Copy every line below precisely, leaving nothing out.

Excerpts from a dataset:
====================

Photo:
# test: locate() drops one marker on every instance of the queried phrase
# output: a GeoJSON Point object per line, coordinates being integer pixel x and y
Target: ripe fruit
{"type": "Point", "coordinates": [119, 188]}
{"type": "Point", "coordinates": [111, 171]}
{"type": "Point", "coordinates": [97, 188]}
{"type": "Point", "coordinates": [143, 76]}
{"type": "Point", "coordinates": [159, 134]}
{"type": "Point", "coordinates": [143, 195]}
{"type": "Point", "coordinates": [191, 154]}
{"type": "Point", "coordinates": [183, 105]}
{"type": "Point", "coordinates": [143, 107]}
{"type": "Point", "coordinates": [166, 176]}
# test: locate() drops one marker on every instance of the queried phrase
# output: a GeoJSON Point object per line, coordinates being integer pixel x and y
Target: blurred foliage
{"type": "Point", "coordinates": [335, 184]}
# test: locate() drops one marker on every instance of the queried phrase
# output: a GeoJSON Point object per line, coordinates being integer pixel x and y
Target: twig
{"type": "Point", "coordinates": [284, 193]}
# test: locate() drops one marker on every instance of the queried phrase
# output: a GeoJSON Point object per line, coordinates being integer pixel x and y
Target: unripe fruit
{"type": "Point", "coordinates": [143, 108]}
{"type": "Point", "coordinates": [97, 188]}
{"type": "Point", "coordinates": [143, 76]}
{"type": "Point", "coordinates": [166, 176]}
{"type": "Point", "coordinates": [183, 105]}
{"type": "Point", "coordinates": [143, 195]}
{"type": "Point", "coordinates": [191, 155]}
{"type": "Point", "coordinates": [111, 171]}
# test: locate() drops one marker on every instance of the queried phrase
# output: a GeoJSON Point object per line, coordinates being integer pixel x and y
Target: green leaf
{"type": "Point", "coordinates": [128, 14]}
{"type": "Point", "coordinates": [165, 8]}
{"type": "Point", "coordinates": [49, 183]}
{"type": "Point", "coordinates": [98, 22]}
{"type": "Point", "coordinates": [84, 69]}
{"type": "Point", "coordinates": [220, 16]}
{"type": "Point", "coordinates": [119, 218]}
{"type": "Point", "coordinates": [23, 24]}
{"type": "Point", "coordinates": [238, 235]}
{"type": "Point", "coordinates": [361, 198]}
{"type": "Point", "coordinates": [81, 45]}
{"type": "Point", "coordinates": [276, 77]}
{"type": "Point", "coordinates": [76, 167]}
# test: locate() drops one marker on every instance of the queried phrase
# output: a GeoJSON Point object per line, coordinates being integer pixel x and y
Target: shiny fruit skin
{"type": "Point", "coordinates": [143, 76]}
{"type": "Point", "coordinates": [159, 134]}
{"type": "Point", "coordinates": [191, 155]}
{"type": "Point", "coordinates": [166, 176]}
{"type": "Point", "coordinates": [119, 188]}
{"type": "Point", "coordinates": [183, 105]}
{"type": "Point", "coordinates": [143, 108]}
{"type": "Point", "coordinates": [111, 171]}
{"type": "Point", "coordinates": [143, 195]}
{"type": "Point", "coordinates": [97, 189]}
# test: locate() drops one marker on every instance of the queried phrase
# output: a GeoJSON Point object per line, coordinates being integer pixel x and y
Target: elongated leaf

====================

* **Response to the exercise**
Photo:
# test: locate() drops one marker on every instance of the queried phrase
# output: a GeoJSON Point object per line, coordinates being integer pixel x and y
Target: ripe fruit
{"type": "Point", "coordinates": [119, 188]}
{"type": "Point", "coordinates": [111, 171]}
{"type": "Point", "coordinates": [97, 188]}
{"type": "Point", "coordinates": [143, 76]}
{"type": "Point", "coordinates": [159, 134]}
{"type": "Point", "coordinates": [143, 195]}
{"type": "Point", "coordinates": [191, 154]}
{"type": "Point", "coordinates": [183, 105]}
{"type": "Point", "coordinates": [143, 107]}
{"type": "Point", "coordinates": [166, 176]}
# test: locate() drops one marker on every instance of the queried phrase
# output: a GeoJSON Point object per line, coordinates being integer pixel x and y
Target: blurred foliage
{"type": "Point", "coordinates": [335, 184]}
# test: locate() drops one marker on every instance of the queried phrase
# output: a GeoJSON Point object per line, coordinates being integer pixel x and y
Target: twig
{"type": "Point", "coordinates": [284, 193]}
# test: locate() drops one marker on every instance of the queried phrase
# output: a GeoJSON Point object per line, coordinates being integer pixel x and y
Target: unripe fruit
{"type": "Point", "coordinates": [143, 108]}
{"type": "Point", "coordinates": [97, 188]}
{"type": "Point", "coordinates": [143, 76]}
{"type": "Point", "coordinates": [166, 176]}
{"type": "Point", "coordinates": [183, 105]}
{"type": "Point", "coordinates": [143, 195]}
{"type": "Point", "coordinates": [191, 155]}
{"type": "Point", "coordinates": [111, 171]}
# test: locate() drops one marker on every instance of the queried phrase
# output: a GeoJSON Point object per line, coordinates being integer pixel x and y
Target: green leaf
{"type": "Point", "coordinates": [128, 14]}
{"type": "Point", "coordinates": [165, 8]}
{"type": "Point", "coordinates": [49, 183]}
{"type": "Point", "coordinates": [98, 22]}
{"type": "Point", "coordinates": [84, 69]}
{"type": "Point", "coordinates": [220, 16]}
{"type": "Point", "coordinates": [119, 218]}
{"type": "Point", "coordinates": [23, 24]}
{"type": "Point", "coordinates": [238, 235]}
{"type": "Point", "coordinates": [361, 198]}
{"type": "Point", "coordinates": [81, 45]}
{"type": "Point", "coordinates": [276, 77]}
{"type": "Point", "coordinates": [76, 167]}
# test: locate() drops one marker on every instance of the queried phrase
# output: a GeoJSON Point object per line, coordinates being integer pixel x and y
Target: shiny fruit skin
{"type": "Point", "coordinates": [143, 76]}
{"type": "Point", "coordinates": [159, 134]}
{"type": "Point", "coordinates": [191, 155]}
{"type": "Point", "coordinates": [166, 176]}
{"type": "Point", "coordinates": [119, 188]}
{"type": "Point", "coordinates": [183, 105]}
{"type": "Point", "coordinates": [143, 108]}
{"type": "Point", "coordinates": [111, 171]}
{"type": "Point", "coordinates": [143, 195]}
{"type": "Point", "coordinates": [97, 189]}
# test: locate() drops one marker on every instance of the queried phrase
# output: a GeoJSON Point object per line, coordinates being integer pixel x and y
Target: elongated leaf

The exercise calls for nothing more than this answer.